## Location identification entries

╭──

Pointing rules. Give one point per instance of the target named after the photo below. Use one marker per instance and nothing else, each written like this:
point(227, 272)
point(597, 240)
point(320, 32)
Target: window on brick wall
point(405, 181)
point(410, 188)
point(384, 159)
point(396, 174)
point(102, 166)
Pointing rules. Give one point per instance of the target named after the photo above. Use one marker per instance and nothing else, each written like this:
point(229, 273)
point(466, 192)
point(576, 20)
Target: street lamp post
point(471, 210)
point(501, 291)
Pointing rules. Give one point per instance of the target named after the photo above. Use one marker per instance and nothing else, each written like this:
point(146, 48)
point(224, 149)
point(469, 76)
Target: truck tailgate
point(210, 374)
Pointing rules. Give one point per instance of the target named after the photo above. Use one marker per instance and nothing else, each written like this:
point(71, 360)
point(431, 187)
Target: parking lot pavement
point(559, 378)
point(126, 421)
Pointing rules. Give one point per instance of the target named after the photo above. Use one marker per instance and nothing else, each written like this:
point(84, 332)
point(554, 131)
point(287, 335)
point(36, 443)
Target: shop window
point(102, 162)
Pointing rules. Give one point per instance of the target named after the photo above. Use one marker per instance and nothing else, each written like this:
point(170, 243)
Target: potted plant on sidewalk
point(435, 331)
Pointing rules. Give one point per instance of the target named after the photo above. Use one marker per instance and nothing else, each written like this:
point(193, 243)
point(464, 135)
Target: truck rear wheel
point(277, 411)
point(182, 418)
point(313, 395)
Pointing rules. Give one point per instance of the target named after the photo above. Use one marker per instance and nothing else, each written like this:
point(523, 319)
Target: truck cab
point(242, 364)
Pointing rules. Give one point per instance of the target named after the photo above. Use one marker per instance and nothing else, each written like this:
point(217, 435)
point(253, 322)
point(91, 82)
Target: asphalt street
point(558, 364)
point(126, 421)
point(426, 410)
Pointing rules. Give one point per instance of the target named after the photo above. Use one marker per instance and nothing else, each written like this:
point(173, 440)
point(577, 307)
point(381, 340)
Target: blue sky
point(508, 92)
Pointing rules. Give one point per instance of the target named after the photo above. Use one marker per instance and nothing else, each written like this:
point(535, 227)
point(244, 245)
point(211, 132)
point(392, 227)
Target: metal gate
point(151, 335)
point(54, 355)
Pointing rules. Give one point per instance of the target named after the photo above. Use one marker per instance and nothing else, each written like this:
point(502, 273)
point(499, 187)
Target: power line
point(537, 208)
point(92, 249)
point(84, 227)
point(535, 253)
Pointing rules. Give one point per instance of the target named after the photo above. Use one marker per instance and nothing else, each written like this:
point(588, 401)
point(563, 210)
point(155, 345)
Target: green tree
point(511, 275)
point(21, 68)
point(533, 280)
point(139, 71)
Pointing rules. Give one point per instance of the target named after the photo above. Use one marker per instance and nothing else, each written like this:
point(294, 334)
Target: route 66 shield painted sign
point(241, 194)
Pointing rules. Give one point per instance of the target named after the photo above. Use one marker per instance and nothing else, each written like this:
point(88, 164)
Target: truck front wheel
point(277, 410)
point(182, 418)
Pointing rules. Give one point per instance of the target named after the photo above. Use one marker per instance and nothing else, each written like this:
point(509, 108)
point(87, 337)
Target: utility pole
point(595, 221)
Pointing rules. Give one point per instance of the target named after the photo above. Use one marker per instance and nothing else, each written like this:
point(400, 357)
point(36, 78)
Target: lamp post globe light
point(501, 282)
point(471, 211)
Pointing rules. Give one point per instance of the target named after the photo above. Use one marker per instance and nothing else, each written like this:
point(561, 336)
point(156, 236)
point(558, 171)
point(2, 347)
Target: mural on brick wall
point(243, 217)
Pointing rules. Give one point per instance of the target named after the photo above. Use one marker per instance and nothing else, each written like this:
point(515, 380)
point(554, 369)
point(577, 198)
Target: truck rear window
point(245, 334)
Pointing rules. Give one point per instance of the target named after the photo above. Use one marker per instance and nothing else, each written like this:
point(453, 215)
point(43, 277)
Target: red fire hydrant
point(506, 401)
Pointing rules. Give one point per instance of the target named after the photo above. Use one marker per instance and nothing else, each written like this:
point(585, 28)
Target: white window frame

╰──

## Exercise description
Can you render every line of the items above as a numbered list, leaving out blank lines?

## Written response
1. Pointing rules. Give one point per instance of the target named after the photo below. Use one marker per instance and nothing else, each written like this:
2. point(227, 272)
3. point(597, 240)
4. point(320, 32)
5. Target: window on brick wall
6. point(405, 181)
7. point(410, 188)
8. point(384, 159)
9. point(396, 174)
10. point(102, 166)
11. Pointing rules. Give one point per instance of the target named after the photo above. Use one marker per instance and nothing else, each written like this:
12. point(229, 273)
13. point(466, 192)
14. point(576, 20)
15. Target: street lamp post
16. point(471, 210)
17. point(501, 291)
18. Pointing rules. Give one point per instance of the target named after the photo above. Use one marker per instance and nothing else, each written like this:
19. point(146, 48)
20. point(224, 149)
21. point(469, 76)
22. Target: truck tailgate
23. point(210, 374)
24. Pointing rules. Give one point per instance of the target named after the photo above. Use one marker per instance and nothing else, each written like this:
25. point(71, 360)
26. point(431, 187)
27. Target: parking lot pavement
28. point(559, 378)
29. point(126, 421)
30. Pointing rules. Give one point per instance of the target named after the photo above. Use one marker per instance and nothing else, each written like this:
31. point(84, 332)
32. point(554, 131)
33. point(287, 335)
34. point(36, 443)
35. Target: shop window
36. point(102, 162)
37. Pointing rules. Give one point per instance of the target named after the photo above. Use one marker per instance and nothing else, each written like this:
38. point(170, 243)
39. Target: potted plant on sidewalk
40. point(435, 331)
41. Pointing rules. Give one point per instance of the target named after the photo above. Use one marker per instance and nothing else, each written like this:
42. point(193, 243)
43. point(464, 135)
44. Target: truck rear wheel
45. point(277, 411)
46. point(182, 418)
47. point(313, 395)
48. Pointing rules. Give one point per instance of the target named after the photo above. Use one marker per instance and nothing else, each written like this:
49. point(523, 319)
50. Target: truck cab
51. point(242, 364)
52. Pointing rules. Give one point per instance of the target named after the photo above. Use one marker per instance and nothing else, each written like this:
53. point(217, 435)
54. point(253, 322)
55. point(91, 82)
56. Target: asphalt street
57. point(558, 364)
58. point(126, 421)
59. point(426, 410)
60. Pointing rules. Give one point per instance of the target named after the photo above. Use one marker per instance and nothing else, each written like this:
61. point(173, 440)
62. point(577, 307)
63. point(381, 340)
64. Target: blue sky
65. point(508, 92)
66. Pointing rules. Give one point per instance of the target named after the photo above. Use one marker per instance and nothing else, each written like this:
67. point(535, 227)
68. point(244, 245)
69. point(211, 132)
70. point(392, 227)
71. Target: metal gate
72. point(151, 335)
73. point(54, 355)
74. Pointing rules. Give one point per instance of the target named after the photo above. Use one marker per instance and nothing else, each written like this:
75. point(502, 273)
76. point(499, 187)
77. Target: power line
78. point(537, 208)
79. point(92, 249)
80. point(84, 227)
81. point(535, 253)
82. Pointing rules. Give one point per instance of the target named after the photo above. Use one marker per instance and nothing else, each written like this:
83. point(588, 401)
84. point(563, 210)
85. point(155, 345)
86. Target: green tree
87. point(511, 275)
88. point(21, 68)
89. point(533, 280)
90. point(139, 71)
91. Pointing rules. Give one point per instance of the target named after the photo above. Use one marker per instance and nothing else, each written like this:
92. point(294, 334)
93. Target: route 66 shield painted sign
94. point(241, 194)
95. Pointing rules. Give one point per instance of the target named after the photo above. Use one marker per instance and nothing else, each written like this:
96. point(88, 164)
97. Target: truck front wheel
98. point(277, 410)
99. point(182, 418)
100. Pointing rules. Give one point per instance of the target named after the photo above. Use one marker per instance and nothing else, each written like this:
101. point(509, 108)
102. point(87, 337)
103. Target: utility pole
104. point(595, 221)
105. Pointing rules. Give one point per instance of the target named after the photo above. Use one marker per instance and nothing else, each written like this:
106. point(400, 357)
107. point(36, 78)
108. Target: lamp post globe light
109. point(501, 282)
110. point(471, 211)
111. Pointing rules. Give one point per instance of the target named after the photo above. Use one marker per instance and nothing else, each written like this:
112. point(561, 336)
113. point(156, 236)
114. point(558, 171)
115. point(2, 347)
116. Target: mural on brick wall
117. point(243, 217)
118. Pointing rules. Give one point per instance of the target named after the photo above. Use one marker per instance and nothing else, each written like this:
119. point(515, 380)
120. point(554, 369)
121. point(577, 198)
122. Target: truck rear window
123. point(245, 334)
124. Pointing rules. Give one point per instance of the target named after the photo above. Use one marker per instance and nothing else, each written like this:
125. point(453, 215)
126. point(43, 277)
127. Target: red fire hydrant
128. point(506, 401)
129. Pointing rules. Give one point per instance of the target named after the photo above. Use one marker per instance and nothing else, each written like this:
130. point(585, 28)
131. Target: white window frame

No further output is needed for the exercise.